**記述問題:**
「懺悔道と菩薩道」のレジュメでは、田辺元は親鸞の浄土真宗のうち、とくにどの書物の言葉に導かれていたとされていますか。

**本文:**
- - -
歴程日誌 ー創造的無と統合的経験ー

Process Diary
Creative Nothingness & Integrative Experience

京都大学西田田辺記念講演 「懺悔道と菩薩道」

2019-05-19 | 日誌 Diary
        レジュメ
 
(1) 無教会のキリスト者である量義治は、『宗教哲学としてのカント哲学』のなかで、「啓示に接して理性が死即生を経験し、新生の理性として生まれ変わる」ことを強調することによって、「単なる理性の限界内における宗教」というカントの理性批判の立場をさらに徹底させた宗教哲学の可能性を示している。そのような哲学は、宗教を批判する批判的理性の立場そのものの批判をも含むであろう。
(2) この宗教哲学は、「恩寵は自然を破棄せずに完成させる」というトミズムの自然神学の「存在の類比」とも、バルトの啓示実証主義の「信仰の類比」とも異なる思索の場を開く。その立場は、「恩寵は自然を破棄することによって、かえって完成させる」という定式に要約することができよう。
(3) 田辺元の「懺悔道としての哲学」を、私は、自然の光としての理性の「自力」を破棄することによって、かえって完成させる「絶対他力」の宗教哲学として理解している。この哲学は、もともとは、自己と自己の帰属する民族と文化の「自己同一性の危機」―敗戦時の日本の「歴史的現実」―への田辺の哲学的応答であった。田辺自身は親鸞の浄土真宗、とくに『教行信証』の言葉に導かれていたが、それは、仏教だけに限定されたものではなく、田辺が後に書いたように『キリスト教の辯證」へと展開されるべき契機を含むものであった。民族の自己同一が問われる亡国の危機こそは、まさにユダヤ教の預言者的精神と、ユダヤ教を世界宗教へと刷新したキリスト教の起源であった事を思えば、田辺の直面した歴史的現実が、キリスト教と関わるのは当然である。
(4) 「懺悔道」は、哲学に即して言えば、カント的な「単なる理性の限界内の宗教」を支える理性の立場をも批判する「絶対批判」に基づくものであるが、宗教に即して言えば、絶対他力の恩寵に生かされる人間存在の根源的な転換としての懺悔(メタノイア)と人間の理性を越える恩寵(メタノエーシス)を主題としている。信心もまた自己に由来するものではなく恩寵の賜物であるという考え方は、メタノエティークとしての「懺悔道」とキリストの福音との間の深き内的な照応を示している。
(5) 本稿では、「懺悔道」と「菩薩行」を基軸とする戦後の田邊元の宗教哲学を、彼が使った「行道」と云う言葉を鍵として考察する。ただし、本尊や堂塔の周りを念仏して回り歩く礼拝儀式としての「行道」ではなく、田辺の言う意味での「懺悔の道」を行ずることとして理解する。そして、そのような宗教的な行を、本願他力を信ずる親鸞の「念仏行」だけに限定せずに、田辺がそうしたように、禅と念仏の区別、自力と他力の区別よりも根源的な意味で使い、道元の『正法眼蔵』における修證一等の辨道や「仏を行ずる」修道論をも含めた超宗派的な意味で、「懺悔道」と「菩薩行」とは何かを問題とする。
- - -
**データ抜粋:**
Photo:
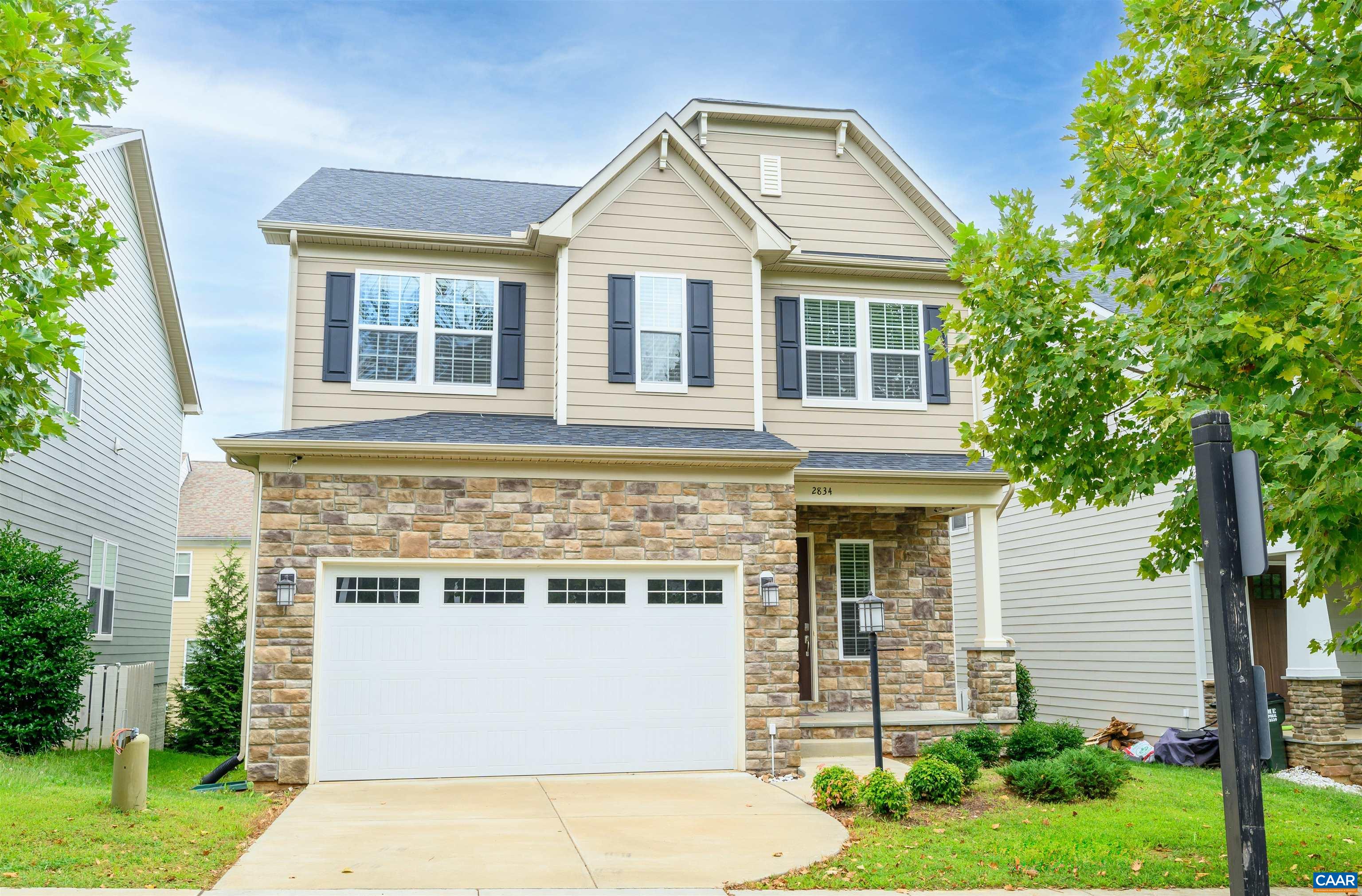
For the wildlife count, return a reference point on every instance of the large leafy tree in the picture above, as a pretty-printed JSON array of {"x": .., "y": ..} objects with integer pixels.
[
  {"x": 209, "y": 701},
  {"x": 1221, "y": 205},
  {"x": 60, "y": 63}
]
- - -
**問題解答:**
『教行信証』の言葉に導かれていたとされています。